**Dataset content**

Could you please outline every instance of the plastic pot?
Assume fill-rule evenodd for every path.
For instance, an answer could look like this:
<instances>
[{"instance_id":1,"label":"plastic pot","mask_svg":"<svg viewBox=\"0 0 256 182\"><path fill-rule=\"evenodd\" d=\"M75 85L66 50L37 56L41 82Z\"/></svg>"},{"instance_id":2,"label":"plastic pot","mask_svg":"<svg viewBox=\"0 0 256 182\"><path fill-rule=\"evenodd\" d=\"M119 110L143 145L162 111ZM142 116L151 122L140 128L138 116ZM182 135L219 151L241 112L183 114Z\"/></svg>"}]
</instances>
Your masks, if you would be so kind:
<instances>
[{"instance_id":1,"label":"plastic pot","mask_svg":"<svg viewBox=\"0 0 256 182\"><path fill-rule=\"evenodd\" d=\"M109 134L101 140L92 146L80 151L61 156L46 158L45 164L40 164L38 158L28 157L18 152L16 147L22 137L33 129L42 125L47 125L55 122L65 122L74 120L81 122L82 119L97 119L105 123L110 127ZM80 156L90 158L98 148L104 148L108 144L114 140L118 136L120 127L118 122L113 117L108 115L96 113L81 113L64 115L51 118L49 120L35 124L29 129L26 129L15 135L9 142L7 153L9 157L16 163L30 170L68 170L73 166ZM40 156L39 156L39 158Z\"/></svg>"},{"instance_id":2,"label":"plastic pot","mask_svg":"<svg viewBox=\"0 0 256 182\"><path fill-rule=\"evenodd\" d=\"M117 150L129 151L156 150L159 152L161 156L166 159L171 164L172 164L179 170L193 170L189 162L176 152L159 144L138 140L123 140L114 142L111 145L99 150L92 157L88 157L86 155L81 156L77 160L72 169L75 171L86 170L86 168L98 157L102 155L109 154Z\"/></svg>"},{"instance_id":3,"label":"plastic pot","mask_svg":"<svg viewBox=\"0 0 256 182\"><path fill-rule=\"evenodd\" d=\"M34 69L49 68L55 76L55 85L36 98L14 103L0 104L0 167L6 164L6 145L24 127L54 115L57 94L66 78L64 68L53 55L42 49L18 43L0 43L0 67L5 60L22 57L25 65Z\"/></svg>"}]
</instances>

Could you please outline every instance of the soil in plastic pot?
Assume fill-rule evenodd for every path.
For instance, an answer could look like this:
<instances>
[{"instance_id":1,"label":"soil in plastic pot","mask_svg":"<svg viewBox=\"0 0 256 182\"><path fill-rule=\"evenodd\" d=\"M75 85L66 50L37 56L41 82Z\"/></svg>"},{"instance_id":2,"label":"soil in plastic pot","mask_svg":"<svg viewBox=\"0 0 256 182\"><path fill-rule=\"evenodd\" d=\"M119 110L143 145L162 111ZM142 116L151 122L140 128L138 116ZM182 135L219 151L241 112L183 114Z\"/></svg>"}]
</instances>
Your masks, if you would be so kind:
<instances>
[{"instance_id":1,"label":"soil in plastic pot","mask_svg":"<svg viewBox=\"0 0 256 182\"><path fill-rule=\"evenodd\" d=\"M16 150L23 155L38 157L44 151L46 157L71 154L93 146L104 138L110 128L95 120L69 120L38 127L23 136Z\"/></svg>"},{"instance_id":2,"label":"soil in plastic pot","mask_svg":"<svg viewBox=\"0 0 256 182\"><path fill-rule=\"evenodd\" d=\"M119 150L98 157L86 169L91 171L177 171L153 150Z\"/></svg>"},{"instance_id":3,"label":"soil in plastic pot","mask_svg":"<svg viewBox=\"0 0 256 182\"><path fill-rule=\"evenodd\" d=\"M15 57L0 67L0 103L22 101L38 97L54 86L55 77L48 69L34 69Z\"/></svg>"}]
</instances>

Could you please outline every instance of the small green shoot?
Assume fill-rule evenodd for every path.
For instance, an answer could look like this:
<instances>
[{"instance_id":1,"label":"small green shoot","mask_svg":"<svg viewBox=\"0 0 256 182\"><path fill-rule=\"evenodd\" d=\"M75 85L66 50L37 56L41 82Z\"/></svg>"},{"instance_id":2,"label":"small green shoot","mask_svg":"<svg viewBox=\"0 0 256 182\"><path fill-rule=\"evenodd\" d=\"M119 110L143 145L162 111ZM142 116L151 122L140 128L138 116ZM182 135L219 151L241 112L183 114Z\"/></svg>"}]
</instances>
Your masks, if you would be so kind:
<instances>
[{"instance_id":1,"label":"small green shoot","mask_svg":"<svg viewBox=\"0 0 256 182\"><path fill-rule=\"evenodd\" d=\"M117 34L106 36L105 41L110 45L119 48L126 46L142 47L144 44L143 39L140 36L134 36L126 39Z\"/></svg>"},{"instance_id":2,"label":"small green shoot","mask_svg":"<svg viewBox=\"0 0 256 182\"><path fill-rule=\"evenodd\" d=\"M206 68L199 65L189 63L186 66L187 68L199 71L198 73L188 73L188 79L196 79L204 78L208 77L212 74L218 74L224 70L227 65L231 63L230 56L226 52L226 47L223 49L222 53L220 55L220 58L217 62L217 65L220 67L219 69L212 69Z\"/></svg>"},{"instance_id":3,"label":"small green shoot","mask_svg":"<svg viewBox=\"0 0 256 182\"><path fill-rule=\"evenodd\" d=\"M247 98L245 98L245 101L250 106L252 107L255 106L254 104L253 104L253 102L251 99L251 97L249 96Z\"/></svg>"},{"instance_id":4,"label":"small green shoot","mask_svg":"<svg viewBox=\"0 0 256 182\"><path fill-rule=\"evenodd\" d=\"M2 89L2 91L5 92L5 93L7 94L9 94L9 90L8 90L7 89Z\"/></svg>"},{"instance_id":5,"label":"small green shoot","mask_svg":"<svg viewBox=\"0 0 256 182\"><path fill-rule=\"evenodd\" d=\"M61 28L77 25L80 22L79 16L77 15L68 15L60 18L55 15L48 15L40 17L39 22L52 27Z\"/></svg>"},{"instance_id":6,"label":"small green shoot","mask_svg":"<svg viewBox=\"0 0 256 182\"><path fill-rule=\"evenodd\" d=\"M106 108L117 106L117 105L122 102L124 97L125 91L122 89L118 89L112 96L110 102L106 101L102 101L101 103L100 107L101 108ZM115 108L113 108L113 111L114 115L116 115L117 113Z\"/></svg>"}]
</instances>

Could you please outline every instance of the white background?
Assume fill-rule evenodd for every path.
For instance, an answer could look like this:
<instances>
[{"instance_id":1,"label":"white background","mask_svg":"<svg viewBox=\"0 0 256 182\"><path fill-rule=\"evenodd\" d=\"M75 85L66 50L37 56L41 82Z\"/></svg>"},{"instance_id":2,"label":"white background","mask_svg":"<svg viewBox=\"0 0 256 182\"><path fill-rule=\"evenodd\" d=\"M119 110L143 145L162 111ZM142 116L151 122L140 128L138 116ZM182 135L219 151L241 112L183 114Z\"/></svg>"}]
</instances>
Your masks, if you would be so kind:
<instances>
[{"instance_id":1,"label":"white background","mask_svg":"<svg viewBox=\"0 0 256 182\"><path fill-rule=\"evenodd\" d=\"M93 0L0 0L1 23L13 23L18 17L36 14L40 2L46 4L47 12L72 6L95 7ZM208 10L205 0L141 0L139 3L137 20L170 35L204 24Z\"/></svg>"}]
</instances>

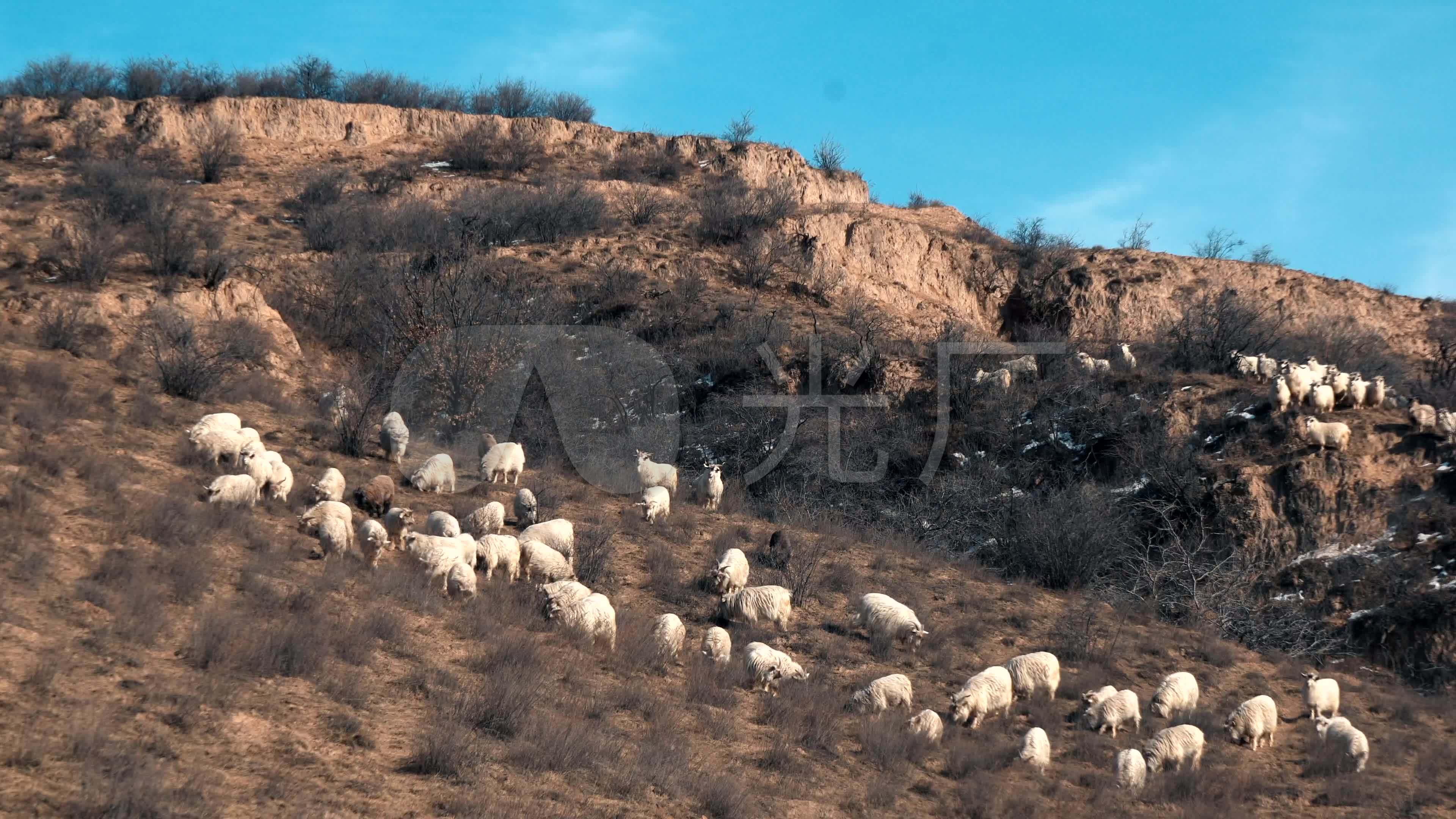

**Task to complete**
Report how many lines of the material contain the string "soil", giving only the number.

**The output**
3